### [Source document]
____

Tag Archives: lorikeets

It’s all a matter of perception

Everlasting daisies in King’s Park

A few days ago a friend shared a set of pictures from Gardening Australia on Facebook. They are stunning photographs of flowers taken by Craig Burrows. It’s a shame they didn’t tell us what the common name was for each photo because with the “ultraviolet-induced visible fluorescence” process, they are transported to the extraordinary. In fact, I was very much reminded of the world-building in the movie Avatar. Just for fun I took the above photo and changed the photo’s temperature right down to purple. This is what it looked like.

Not quite ultra-violet

Which got me thinking. We see the worlds around us very much from our own point of view, and we miss so much. Bees see the world in ultraviolet. I wonder if their view is like those pictures? Our sense of hearing is vastly inferior to that of dogs and other predators. I love Terry Pratchett’s description of sense of smell as experienced by the Watch’s werewolf, Angua. For her, smell tells a great deal about the maker of the smell. It comes in layers, and it has a history, so dogs can sense how long ago bitch X was here.

____

### [Provided entries]
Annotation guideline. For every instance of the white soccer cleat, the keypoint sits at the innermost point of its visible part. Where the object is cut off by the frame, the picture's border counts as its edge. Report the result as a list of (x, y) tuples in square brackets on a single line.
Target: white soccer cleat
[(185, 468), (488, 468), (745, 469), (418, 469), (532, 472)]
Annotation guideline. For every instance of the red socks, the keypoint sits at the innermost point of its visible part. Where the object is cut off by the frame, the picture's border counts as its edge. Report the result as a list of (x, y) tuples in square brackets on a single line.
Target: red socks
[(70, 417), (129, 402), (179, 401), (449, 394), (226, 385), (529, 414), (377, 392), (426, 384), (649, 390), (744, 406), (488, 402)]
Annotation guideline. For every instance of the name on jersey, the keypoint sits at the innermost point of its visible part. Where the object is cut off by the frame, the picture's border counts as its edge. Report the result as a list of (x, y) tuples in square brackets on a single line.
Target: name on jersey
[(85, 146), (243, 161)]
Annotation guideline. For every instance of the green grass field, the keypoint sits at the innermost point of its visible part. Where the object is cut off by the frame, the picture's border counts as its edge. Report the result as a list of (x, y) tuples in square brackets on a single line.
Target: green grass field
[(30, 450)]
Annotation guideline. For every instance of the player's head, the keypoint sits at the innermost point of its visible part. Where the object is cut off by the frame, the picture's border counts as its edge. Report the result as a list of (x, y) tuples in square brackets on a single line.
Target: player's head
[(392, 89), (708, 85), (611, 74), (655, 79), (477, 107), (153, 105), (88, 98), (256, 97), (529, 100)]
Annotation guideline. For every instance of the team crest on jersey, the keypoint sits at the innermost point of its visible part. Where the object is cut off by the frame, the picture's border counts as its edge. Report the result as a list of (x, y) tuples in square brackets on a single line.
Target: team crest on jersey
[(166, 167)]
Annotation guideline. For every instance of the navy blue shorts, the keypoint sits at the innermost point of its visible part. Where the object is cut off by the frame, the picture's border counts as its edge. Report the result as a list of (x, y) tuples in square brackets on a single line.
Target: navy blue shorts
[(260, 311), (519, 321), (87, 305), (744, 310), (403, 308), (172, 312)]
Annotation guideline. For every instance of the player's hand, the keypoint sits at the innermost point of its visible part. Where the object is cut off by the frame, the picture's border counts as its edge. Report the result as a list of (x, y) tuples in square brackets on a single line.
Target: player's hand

____

### [Actions to take]
A - Translate this sentence from the post on perception into Spanish: "Bees see the world in ultraviolet."
B - Arrange everything in the entries from the line containing "player's hand, the" down to the last line of the entries as a JSON list of strings, one string per line, omitting blank lines.

### [Complete answers]
A - Las abejas ven el mundo en ultravioleta.

B -
[
  "Annotation guideline. For every instance of the player's hand, the keypoint sits at the innermost point of its visible part. Where the object is cut off by the frame, the picture's border counts as its edge. Report the result as a list of (x, y) tuples in square brackets on a single line.",
  "Target: player's hand"
]